> **INSTRUCTION**
Pick out every line in the records below that contains the word "mountain", and copy each one in full.

- - -

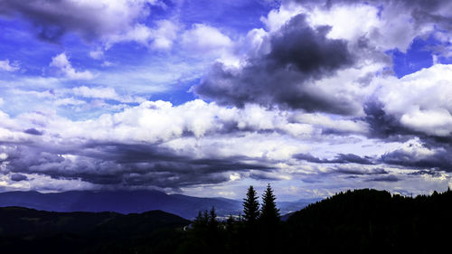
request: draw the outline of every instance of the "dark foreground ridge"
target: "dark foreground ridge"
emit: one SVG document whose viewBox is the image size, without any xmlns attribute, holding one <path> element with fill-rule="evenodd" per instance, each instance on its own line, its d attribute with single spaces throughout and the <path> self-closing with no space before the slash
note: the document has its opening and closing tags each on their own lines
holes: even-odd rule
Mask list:
<svg viewBox="0 0 452 254">
<path fill-rule="evenodd" d="M 450 191 L 411 198 L 369 189 L 338 193 L 277 223 L 262 215 L 222 221 L 215 210 L 191 223 L 160 211 L 123 215 L 7 207 L 0 208 L 0 249 L 12 254 L 440 253 L 452 238 L 451 212 Z"/>
<path fill-rule="evenodd" d="M 318 199 L 281 202 L 283 214 L 298 211 Z M 194 219 L 198 212 L 215 207 L 219 216 L 238 215 L 241 202 L 225 198 L 199 198 L 166 194 L 158 191 L 71 191 L 56 193 L 9 192 L 0 193 L 0 207 L 21 206 L 52 212 L 116 212 L 140 213 L 161 210 L 185 219 Z"/>
</svg>

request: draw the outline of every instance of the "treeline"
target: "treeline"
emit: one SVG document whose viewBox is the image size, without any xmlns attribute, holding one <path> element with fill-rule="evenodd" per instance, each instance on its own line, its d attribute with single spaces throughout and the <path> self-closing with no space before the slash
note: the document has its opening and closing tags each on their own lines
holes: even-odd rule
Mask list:
<svg viewBox="0 0 452 254">
<path fill-rule="evenodd" d="M 385 191 L 337 193 L 281 221 L 268 185 L 251 186 L 243 213 L 193 221 L 163 212 L 50 212 L 0 208 L 2 253 L 441 253 L 452 238 L 452 192 L 415 198 Z M 189 223 L 190 226 L 187 226 Z M 447 251 L 447 250 L 446 250 Z"/>
<path fill-rule="evenodd" d="M 340 193 L 280 221 L 268 185 L 250 187 L 243 215 L 200 212 L 177 253 L 438 253 L 452 238 L 452 192 L 415 198 L 385 191 Z M 446 248 L 446 249 L 445 249 Z"/>
<path fill-rule="evenodd" d="M 243 215 L 219 221 L 215 208 L 199 212 L 178 253 L 278 253 L 279 210 L 268 184 L 262 204 L 253 186 L 243 200 Z"/>
</svg>

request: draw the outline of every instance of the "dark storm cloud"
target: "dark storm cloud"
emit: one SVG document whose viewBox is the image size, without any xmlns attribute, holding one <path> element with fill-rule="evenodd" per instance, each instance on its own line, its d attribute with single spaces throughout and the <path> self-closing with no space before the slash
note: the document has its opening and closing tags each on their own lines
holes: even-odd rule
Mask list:
<svg viewBox="0 0 452 254">
<path fill-rule="evenodd" d="M 451 148 L 435 149 L 432 154 L 419 155 L 413 151 L 395 150 L 381 155 L 381 161 L 387 165 L 419 169 L 439 169 L 452 172 Z"/>
<path fill-rule="evenodd" d="M 388 175 L 388 176 L 373 177 L 371 179 L 367 179 L 366 181 L 367 182 L 390 182 L 390 183 L 393 183 L 393 182 L 399 182 L 399 181 L 400 181 L 400 179 L 399 179 L 397 176 L 391 174 L 391 175 Z"/>
<path fill-rule="evenodd" d="M 434 23 L 440 29 L 452 29 L 452 6 L 449 0 L 287 0 L 297 2 L 305 6 L 322 6 L 330 8 L 340 5 L 364 4 L 385 9 L 399 9 L 403 13 L 410 13 L 418 24 Z"/>
<path fill-rule="evenodd" d="M 320 159 L 308 154 L 297 154 L 293 155 L 297 160 L 304 160 L 316 164 L 359 164 L 359 165 L 373 165 L 372 158 L 361 157 L 353 154 L 339 154 L 334 159 Z"/>
<path fill-rule="evenodd" d="M 378 100 L 369 100 L 364 105 L 363 120 L 369 124 L 371 137 L 381 139 L 407 139 L 408 136 L 416 133 L 402 127 L 394 116 L 386 113 L 384 106 Z"/>
<path fill-rule="evenodd" d="M 24 131 L 24 133 L 26 134 L 30 134 L 30 135 L 35 135 L 35 136 L 42 136 L 42 131 L 39 131 L 35 128 L 28 128 L 28 129 L 25 129 Z"/>
<path fill-rule="evenodd" d="M 28 177 L 26 175 L 21 174 L 13 174 L 11 175 L 11 181 L 14 182 L 20 182 L 24 180 L 28 180 Z"/>
<path fill-rule="evenodd" d="M 325 37 L 329 29 L 313 29 L 306 17 L 298 14 L 264 42 L 268 43 L 268 53 L 249 59 L 239 71 L 228 70 L 221 63 L 213 65 L 193 91 L 222 105 L 243 107 L 253 102 L 268 107 L 353 114 L 360 106 L 307 85 L 353 62 L 345 41 Z"/>
<path fill-rule="evenodd" d="M 76 156 L 61 155 L 69 154 Z M 229 181 L 228 172 L 270 171 L 245 156 L 193 159 L 155 145 L 17 146 L 8 150 L 7 172 L 80 179 L 113 186 L 184 186 Z"/>
<path fill-rule="evenodd" d="M 356 167 L 341 167 L 338 166 L 334 169 L 334 173 L 343 174 L 389 174 L 383 168 L 356 168 Z"/>
</svg>

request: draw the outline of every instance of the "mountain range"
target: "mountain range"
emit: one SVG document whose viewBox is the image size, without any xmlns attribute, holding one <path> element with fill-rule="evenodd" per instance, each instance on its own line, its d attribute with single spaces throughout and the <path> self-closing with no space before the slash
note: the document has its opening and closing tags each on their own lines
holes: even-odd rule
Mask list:
<svg viewBox="0 0 452 254">
<path fill-rule="evenodd" d="M 298 211 L 320 199 L 278 202 L 281 214 Z M 115 212 L 123 214 L 160 210 L 185 219 L 193 219 L 201 211 L 211 210 L 220 217 L 239 215 L 242 202 L 226 198 L 200 198 L 166 194 L 158 191 L 71 191 L 42 193 L 8 192 L 0 193 L 0 207 L 21 206 L 49 212 Z"/>
</svg>

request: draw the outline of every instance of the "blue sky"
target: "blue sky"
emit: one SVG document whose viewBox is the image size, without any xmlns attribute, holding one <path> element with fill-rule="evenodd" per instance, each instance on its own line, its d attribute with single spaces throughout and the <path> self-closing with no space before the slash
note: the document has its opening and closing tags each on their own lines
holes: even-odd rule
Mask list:
<svg viewBox="0 0 452 254">
<path fill-rule="evenodd" d="M 0 191 L 445 190 L 451 10 L 441 0 L 3 1 Z"/>
</svg>

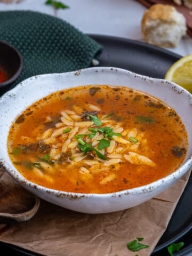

- - -

> **RESULT FOR THIS EXERCISE**
request: draw the outline of every instance of the "mountain range"
target: "mountain range"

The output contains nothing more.